> [What is required]:
The answer should be each line of the records that contains the word "below"; please copy them all.
-- Given data follows --
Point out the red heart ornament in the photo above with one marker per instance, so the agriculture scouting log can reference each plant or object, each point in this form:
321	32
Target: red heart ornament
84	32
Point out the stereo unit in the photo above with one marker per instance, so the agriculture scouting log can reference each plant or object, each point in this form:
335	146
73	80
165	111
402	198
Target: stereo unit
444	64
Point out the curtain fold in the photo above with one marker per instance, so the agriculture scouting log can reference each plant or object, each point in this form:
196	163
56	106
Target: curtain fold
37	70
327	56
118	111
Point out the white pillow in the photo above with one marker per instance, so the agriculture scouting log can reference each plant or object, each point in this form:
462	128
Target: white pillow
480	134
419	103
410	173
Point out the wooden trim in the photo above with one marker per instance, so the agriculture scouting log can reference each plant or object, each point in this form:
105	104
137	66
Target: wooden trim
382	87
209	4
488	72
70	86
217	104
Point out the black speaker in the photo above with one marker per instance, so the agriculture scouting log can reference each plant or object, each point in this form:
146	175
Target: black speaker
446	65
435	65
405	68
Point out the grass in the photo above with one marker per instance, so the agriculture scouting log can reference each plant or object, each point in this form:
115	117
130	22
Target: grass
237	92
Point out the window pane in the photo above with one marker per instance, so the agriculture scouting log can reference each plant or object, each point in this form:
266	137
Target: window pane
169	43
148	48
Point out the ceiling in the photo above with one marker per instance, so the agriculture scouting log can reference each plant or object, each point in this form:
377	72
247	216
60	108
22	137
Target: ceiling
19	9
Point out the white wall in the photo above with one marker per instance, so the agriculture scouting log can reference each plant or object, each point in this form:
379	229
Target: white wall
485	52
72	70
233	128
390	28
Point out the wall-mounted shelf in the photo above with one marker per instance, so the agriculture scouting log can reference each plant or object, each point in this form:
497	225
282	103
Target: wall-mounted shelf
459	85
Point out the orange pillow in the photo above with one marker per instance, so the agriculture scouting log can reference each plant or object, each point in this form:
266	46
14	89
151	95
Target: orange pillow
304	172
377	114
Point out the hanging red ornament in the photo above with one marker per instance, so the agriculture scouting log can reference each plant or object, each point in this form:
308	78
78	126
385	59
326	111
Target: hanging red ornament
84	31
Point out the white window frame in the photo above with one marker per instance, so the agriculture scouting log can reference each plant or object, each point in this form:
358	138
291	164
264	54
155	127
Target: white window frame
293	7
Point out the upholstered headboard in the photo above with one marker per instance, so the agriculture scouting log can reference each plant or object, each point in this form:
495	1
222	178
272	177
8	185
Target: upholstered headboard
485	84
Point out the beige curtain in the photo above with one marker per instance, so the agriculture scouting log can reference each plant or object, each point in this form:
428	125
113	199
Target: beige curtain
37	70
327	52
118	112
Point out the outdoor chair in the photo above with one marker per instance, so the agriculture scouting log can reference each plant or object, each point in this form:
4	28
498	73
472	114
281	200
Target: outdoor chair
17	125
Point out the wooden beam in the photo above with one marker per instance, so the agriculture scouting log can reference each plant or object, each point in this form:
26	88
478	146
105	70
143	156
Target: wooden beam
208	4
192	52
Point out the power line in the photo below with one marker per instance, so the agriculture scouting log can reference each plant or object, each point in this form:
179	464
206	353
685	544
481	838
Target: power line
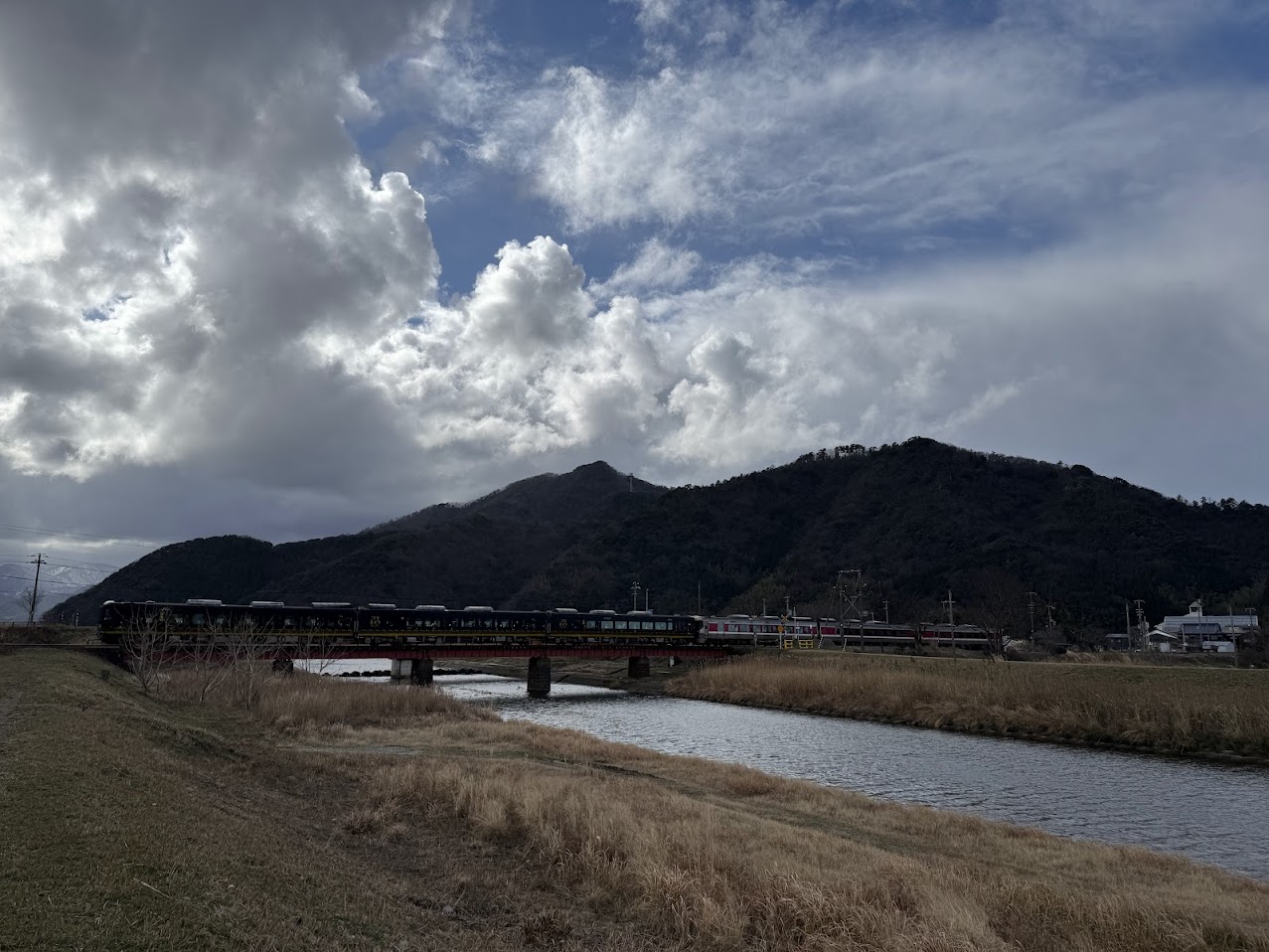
-- Given data concluded --
-- Given data follows --
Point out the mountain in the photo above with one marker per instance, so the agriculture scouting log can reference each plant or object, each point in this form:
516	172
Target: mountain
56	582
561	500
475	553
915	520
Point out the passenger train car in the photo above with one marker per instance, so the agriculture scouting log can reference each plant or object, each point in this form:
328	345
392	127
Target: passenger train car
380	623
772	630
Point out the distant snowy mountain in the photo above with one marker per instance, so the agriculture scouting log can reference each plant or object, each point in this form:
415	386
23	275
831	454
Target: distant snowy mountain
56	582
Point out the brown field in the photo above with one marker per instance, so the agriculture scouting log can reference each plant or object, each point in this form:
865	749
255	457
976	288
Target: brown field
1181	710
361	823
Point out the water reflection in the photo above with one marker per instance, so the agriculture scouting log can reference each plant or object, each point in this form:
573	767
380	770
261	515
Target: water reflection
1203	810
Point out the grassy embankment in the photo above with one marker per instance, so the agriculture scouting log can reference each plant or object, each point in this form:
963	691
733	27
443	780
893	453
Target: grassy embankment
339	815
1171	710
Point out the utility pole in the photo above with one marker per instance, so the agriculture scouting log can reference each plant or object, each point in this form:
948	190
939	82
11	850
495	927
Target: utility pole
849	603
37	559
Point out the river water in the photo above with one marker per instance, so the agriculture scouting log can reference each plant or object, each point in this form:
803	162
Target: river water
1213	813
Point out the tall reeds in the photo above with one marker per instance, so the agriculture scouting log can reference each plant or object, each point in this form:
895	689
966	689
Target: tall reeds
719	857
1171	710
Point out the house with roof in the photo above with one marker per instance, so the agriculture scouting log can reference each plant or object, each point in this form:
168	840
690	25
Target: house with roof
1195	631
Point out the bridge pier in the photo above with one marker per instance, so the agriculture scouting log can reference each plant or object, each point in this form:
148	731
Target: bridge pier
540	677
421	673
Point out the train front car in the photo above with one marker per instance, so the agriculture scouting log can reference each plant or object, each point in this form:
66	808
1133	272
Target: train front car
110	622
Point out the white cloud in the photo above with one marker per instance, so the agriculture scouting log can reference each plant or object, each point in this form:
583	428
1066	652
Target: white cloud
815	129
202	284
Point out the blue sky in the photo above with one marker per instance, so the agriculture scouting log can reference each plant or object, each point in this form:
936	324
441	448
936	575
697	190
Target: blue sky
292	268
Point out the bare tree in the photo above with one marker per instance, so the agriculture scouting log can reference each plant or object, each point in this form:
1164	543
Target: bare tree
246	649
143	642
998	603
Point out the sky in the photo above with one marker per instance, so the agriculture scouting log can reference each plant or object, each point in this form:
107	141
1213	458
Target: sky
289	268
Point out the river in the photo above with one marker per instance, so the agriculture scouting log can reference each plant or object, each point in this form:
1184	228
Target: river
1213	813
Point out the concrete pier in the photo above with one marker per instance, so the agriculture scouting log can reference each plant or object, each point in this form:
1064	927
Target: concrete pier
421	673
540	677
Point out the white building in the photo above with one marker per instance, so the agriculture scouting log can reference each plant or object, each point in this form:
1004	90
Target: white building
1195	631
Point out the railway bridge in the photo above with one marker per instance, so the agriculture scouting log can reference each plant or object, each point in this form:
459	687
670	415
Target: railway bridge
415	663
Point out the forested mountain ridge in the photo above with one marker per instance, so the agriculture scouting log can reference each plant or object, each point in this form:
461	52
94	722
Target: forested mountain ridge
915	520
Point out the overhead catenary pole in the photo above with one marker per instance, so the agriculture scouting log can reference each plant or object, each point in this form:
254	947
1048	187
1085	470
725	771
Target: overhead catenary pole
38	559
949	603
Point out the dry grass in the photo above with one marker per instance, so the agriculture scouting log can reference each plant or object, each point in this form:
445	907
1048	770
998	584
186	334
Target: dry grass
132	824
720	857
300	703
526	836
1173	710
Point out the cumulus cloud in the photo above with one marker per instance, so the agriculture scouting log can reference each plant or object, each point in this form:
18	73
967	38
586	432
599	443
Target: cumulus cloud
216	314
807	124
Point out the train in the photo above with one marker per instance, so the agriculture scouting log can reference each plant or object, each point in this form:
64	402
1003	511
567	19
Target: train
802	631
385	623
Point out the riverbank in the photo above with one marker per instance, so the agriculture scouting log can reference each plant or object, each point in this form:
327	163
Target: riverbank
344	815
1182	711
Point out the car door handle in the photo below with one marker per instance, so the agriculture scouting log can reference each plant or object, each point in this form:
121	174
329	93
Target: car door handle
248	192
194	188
-- Given data concluded --
-- Given data follows --
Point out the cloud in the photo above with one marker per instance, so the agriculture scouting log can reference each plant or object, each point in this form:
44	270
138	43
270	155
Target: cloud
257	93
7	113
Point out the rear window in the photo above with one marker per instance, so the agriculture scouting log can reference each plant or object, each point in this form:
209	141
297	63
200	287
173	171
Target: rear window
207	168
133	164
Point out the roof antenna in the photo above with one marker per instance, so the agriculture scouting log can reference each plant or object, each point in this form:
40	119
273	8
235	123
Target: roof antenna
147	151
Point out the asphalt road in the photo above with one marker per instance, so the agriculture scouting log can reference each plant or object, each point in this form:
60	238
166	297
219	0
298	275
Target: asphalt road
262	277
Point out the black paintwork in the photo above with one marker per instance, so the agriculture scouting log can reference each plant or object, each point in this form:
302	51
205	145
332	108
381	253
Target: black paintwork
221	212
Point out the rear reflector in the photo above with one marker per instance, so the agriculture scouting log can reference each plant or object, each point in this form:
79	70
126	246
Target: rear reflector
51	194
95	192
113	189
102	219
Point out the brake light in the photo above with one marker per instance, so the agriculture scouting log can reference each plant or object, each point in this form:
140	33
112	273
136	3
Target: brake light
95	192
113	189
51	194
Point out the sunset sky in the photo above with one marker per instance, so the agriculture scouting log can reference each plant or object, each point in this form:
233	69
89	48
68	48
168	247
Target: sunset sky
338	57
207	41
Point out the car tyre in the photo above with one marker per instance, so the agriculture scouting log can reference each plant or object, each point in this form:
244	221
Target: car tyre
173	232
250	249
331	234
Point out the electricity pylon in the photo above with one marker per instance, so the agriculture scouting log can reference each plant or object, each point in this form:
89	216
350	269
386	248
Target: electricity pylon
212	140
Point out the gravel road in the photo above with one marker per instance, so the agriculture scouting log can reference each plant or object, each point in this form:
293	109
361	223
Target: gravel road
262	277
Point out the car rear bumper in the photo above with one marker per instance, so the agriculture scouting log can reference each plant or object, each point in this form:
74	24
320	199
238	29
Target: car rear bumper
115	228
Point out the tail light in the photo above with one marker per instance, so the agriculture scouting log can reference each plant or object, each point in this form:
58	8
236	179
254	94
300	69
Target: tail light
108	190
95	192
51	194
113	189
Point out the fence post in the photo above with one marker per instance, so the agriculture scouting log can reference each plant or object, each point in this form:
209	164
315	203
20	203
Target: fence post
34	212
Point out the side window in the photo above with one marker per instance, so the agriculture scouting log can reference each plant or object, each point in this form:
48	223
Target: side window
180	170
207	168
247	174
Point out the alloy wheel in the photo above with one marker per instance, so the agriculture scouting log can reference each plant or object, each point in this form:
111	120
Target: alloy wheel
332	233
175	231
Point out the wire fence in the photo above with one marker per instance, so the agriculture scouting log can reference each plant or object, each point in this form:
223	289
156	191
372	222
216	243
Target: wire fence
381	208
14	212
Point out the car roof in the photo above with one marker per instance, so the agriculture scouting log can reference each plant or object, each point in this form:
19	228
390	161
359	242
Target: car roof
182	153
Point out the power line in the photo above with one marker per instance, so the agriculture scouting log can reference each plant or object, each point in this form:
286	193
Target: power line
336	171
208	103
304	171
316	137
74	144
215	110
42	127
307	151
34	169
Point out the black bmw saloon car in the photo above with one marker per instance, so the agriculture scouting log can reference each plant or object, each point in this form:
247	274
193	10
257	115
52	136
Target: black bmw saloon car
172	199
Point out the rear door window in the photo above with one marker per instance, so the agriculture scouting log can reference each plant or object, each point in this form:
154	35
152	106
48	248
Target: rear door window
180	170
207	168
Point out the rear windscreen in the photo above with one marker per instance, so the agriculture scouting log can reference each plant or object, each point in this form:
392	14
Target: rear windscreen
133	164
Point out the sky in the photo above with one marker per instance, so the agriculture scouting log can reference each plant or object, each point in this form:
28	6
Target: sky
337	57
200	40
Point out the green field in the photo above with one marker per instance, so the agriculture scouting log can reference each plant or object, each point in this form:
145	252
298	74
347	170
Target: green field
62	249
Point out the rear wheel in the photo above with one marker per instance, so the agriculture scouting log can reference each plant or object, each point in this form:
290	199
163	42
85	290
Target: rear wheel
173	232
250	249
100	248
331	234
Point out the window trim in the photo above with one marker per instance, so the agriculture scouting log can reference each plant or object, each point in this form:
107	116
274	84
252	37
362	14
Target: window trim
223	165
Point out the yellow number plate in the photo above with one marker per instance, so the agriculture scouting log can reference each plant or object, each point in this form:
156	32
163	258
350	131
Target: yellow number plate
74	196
-- Given data concluded --
> [Exercise result]:
Point out the power line in the photo below with one marker per instance, so the agriculture scouting log can reference each plant or object, each point in this form:
Point out the car door handle in the photo below with one marker per instance, so the agriculture scouting log can reference each plant or object, each point in this form:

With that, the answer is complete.